◆ Provided text
○ ○ ○
Phase 2: Improve Crypto Robustness (Sprint 2)
Priority: 🟡 HIGH
- Implement proper HKDF key derivation
- Add post-quantum signatures (Dilithium-5)
- Fix onion routing to use ephemeral keys
- Add entropy health checks
- Implement key rotation system
Success Criteria: All HIGH vulnerabilities mitigated.
Phase 3: Advanced Security Features (Sprint 3+)
Priority: 🟢 MEDIUM
- Forward secrecy for all sessions
- Post-quantum certificate infrastructure
- Hardware RNG integration (optional)
- Formal verification of consensus protocol
- Third-party security audit
Success Criteria: Production-ready security posture.
○ ○ ○
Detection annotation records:
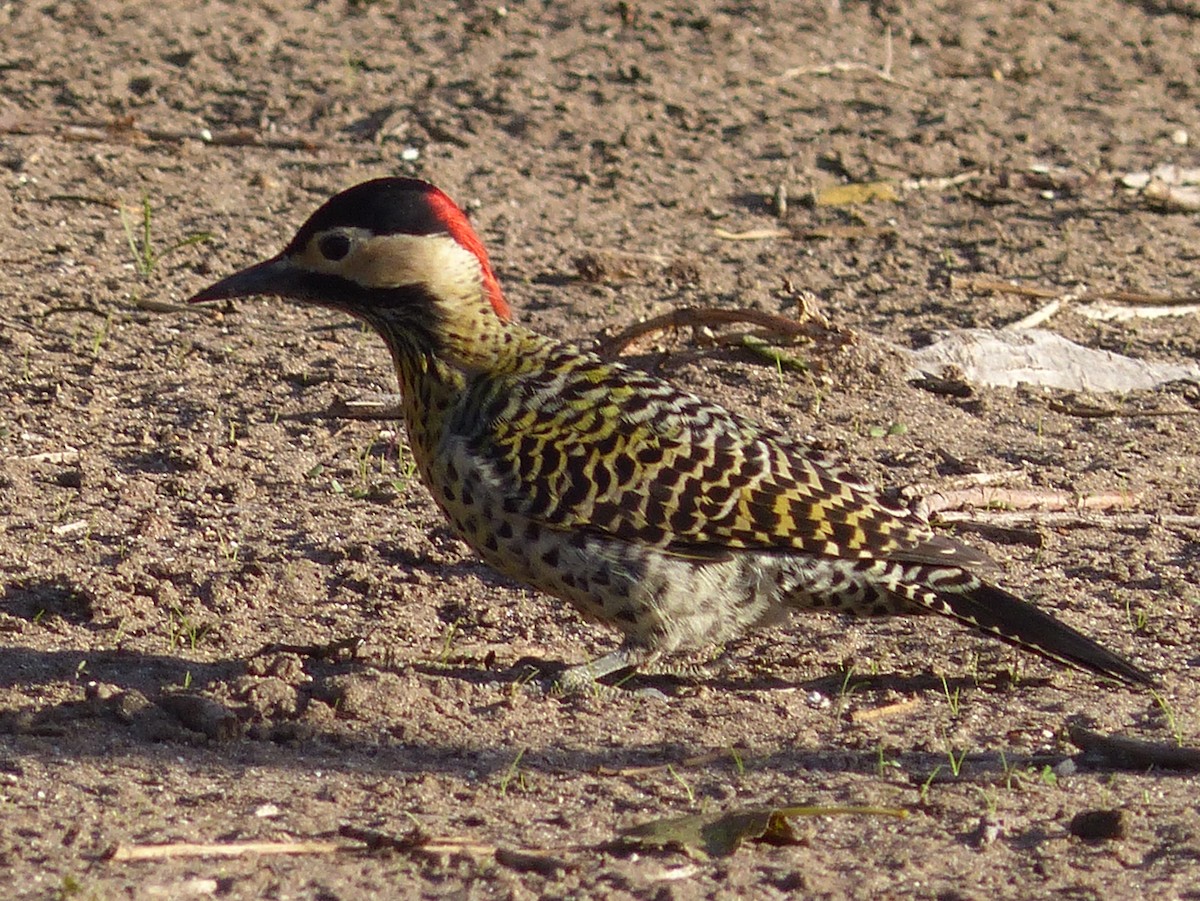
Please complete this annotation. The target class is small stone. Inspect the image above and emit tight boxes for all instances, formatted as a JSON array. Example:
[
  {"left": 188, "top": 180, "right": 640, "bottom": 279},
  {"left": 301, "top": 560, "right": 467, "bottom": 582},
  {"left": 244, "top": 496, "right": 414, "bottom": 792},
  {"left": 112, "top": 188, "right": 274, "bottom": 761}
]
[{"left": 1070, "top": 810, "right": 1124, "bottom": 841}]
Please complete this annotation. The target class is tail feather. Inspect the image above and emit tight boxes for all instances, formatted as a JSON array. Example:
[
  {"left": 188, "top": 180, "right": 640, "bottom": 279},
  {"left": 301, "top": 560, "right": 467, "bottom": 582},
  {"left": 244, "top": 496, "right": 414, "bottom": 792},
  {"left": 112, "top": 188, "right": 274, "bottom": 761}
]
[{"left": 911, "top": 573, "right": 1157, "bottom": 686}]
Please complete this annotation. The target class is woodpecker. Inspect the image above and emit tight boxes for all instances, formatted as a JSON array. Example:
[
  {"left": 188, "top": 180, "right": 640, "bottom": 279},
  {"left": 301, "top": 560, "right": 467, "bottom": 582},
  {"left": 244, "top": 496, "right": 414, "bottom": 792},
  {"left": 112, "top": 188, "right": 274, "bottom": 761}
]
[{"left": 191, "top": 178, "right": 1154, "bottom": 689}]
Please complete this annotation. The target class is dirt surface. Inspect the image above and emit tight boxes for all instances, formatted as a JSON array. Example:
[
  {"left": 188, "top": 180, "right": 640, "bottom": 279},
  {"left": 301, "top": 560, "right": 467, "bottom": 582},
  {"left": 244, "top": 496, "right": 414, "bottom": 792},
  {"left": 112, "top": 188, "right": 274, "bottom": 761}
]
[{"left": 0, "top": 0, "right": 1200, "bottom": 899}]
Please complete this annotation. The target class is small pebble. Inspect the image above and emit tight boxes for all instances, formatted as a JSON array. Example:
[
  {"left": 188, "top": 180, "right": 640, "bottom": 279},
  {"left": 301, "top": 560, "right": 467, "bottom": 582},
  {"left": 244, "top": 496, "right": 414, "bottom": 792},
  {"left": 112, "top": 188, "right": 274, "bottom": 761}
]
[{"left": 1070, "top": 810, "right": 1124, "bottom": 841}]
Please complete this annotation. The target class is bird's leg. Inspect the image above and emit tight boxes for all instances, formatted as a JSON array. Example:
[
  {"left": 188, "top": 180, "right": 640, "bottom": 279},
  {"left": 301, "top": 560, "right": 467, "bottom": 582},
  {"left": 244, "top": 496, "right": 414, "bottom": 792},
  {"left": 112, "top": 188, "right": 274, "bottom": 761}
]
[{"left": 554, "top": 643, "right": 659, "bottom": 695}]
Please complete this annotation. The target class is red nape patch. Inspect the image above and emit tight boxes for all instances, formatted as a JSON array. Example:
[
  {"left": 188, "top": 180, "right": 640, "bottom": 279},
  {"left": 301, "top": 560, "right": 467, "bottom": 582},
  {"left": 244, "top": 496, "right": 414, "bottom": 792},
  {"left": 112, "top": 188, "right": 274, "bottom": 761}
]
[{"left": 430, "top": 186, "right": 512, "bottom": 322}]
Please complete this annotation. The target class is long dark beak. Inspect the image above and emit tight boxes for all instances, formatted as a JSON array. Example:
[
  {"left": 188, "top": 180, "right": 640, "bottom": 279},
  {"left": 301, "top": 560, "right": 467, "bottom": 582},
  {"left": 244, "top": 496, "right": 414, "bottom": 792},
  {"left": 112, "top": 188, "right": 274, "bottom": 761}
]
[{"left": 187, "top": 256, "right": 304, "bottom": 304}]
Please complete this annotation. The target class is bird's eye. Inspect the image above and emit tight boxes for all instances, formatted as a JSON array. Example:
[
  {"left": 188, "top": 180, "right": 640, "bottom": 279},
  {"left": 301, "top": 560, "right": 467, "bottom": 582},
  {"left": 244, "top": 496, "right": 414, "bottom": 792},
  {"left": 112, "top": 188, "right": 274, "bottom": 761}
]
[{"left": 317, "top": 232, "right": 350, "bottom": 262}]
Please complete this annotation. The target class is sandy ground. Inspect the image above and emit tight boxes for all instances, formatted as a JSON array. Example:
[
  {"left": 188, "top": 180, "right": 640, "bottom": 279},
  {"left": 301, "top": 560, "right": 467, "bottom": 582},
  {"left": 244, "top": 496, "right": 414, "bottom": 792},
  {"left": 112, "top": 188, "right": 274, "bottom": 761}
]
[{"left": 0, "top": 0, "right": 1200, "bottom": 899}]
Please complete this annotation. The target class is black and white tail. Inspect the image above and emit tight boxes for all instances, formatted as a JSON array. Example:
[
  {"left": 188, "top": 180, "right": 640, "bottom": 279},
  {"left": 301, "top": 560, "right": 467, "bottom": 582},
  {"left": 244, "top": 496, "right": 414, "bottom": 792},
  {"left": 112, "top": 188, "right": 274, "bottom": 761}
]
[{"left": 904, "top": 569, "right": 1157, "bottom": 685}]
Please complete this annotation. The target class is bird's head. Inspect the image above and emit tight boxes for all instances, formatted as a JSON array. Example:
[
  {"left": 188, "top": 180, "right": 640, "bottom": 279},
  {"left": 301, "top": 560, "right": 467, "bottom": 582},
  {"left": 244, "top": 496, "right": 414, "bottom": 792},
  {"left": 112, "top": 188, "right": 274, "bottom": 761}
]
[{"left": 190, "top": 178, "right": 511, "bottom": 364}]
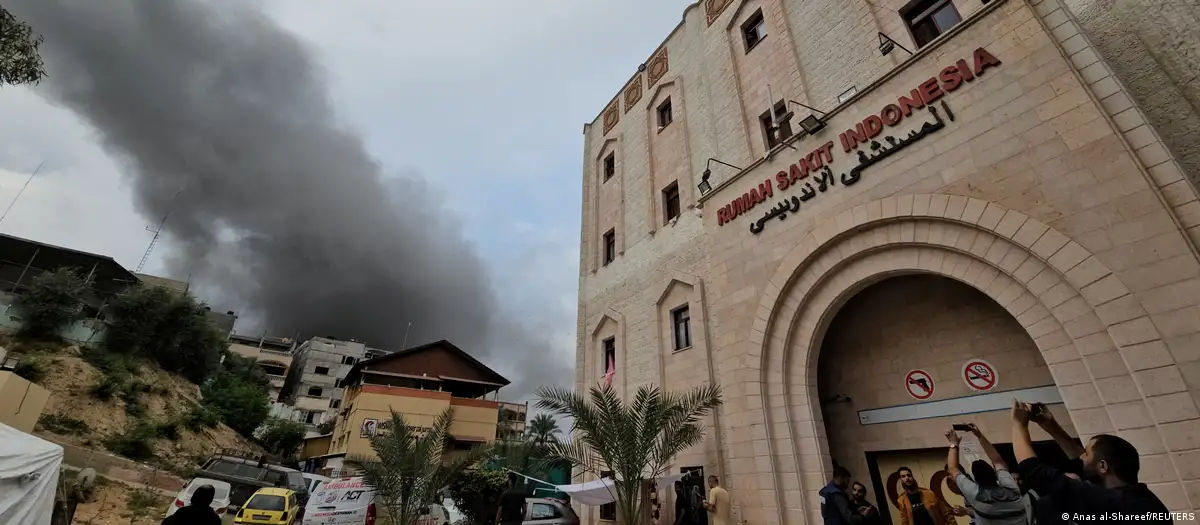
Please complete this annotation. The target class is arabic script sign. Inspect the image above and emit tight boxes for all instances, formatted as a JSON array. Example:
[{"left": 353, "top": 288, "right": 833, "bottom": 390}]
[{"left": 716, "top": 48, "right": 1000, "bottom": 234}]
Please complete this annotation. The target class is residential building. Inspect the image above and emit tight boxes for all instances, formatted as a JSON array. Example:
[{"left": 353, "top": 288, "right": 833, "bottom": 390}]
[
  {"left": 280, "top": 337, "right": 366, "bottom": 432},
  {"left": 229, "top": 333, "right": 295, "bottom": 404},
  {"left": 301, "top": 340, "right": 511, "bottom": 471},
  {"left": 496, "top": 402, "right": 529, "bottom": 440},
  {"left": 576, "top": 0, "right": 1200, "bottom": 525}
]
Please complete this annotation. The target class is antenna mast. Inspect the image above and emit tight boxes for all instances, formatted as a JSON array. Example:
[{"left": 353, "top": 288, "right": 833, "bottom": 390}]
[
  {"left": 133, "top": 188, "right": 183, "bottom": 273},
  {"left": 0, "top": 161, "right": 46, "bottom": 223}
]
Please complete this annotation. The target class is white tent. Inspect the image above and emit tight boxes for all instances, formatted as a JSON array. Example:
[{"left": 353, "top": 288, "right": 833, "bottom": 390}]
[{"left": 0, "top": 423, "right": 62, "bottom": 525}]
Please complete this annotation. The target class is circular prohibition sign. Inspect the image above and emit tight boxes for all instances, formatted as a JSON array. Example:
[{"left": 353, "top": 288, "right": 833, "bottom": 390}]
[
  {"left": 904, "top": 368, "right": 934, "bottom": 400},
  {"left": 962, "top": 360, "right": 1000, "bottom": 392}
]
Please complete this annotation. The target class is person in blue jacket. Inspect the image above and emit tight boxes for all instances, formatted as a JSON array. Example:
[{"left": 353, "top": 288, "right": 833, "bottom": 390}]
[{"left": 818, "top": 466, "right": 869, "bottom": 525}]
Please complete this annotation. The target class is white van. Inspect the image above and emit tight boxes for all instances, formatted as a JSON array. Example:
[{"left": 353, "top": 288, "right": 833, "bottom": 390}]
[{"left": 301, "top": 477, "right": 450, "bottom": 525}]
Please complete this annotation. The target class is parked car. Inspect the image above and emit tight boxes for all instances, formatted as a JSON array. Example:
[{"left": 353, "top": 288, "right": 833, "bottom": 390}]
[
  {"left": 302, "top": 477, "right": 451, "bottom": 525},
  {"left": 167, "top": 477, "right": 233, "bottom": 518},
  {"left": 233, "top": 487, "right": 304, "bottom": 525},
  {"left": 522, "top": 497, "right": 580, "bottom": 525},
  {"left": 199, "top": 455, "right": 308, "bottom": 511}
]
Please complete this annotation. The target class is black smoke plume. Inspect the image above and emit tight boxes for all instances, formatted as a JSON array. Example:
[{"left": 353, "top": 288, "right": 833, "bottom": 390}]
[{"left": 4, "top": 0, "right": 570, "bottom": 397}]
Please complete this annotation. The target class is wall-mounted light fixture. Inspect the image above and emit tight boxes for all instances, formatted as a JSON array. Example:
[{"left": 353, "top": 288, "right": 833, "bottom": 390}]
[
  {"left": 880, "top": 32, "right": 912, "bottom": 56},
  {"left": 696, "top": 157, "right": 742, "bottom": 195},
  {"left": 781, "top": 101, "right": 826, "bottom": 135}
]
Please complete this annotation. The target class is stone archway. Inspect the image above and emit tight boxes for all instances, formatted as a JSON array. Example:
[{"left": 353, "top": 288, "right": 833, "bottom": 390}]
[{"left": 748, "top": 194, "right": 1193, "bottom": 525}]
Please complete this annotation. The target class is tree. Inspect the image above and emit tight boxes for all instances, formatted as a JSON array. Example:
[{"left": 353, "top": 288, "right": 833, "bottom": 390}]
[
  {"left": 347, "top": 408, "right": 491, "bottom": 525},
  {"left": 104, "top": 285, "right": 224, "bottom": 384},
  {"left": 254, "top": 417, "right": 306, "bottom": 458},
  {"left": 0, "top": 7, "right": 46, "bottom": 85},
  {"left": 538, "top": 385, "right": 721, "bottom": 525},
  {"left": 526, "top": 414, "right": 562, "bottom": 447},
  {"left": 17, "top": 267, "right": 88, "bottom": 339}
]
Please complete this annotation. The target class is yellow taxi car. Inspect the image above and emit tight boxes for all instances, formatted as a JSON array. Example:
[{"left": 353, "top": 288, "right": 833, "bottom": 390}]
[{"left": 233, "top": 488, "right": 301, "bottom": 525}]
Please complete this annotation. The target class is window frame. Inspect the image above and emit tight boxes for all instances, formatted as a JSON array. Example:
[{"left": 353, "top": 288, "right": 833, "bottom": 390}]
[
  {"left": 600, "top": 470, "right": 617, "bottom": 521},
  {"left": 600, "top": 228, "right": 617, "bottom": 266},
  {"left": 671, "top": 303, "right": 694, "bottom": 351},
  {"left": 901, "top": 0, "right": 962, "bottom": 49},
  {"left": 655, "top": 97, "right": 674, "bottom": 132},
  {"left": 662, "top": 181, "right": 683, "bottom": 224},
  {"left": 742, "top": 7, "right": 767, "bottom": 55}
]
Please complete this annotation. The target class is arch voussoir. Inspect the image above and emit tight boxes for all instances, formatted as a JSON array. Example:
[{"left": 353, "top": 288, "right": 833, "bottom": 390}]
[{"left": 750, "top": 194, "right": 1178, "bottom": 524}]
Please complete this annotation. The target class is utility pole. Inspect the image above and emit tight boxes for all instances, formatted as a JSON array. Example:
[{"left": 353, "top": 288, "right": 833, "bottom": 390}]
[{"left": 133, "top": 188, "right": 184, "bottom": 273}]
○ ○ ○
◆ Written exercise 1
Rewrite the listing as a Markdown table with the columns Row and Line, starting at the line that contains "Please complete this annotation. The target class is arch" and ending at the final line of the listing, with blank lines left out.
◆ Written exercise 2
Extend the security roadmap past its last line.
The security roadmap and the listing have no connection to each other.

◆ Exercise response 1
| Row | Line |
|---|---|
| 1 | Please complete this annotation. The target class is arch voussoir. Inspect the image above and emit tight boxes for all instances, formatted as a JSON array. Example: |
| 2 | [{"left": 353, "top": 288, "right": 833, "bottom": 390}] |
| 3 | [{"left": 750, "top": 194, "right": 1178, "bottom": 524}] |
| 4 | Please complete this annotation. The target class is utility pole. Inspect the image above and emit tight boxes for all instances, formatted as a JSON array. Example: |
| 5 | [{"left": 353, "top": 288, "right": 833, "bottom": 390}] |
| 6 | [{"left": 133, "top": 188, "right": 184, "bottom": 273}] |

◆ Exercise response 2
Incident Response
Security Contact
Email: security@exo-ai.example.com (placeholder) PGP Key: [Publish post-quantum resistant key when available] Disclosure Policy: Coordinated disclosure, 90-day embargo
Vulnerability Reporting
- DO NOT open public GitHub issues for security bugs
- Email security contact with:
- Description of vulnerability
- Proof-of-concept (if available)
- Impact assessment
- Suggested fix (optional)
- Expect acknowledgment within 48 hours
- Receive CVE assignment for accepted vulnerabilities
Known CVEs
None at this time (pre-production software).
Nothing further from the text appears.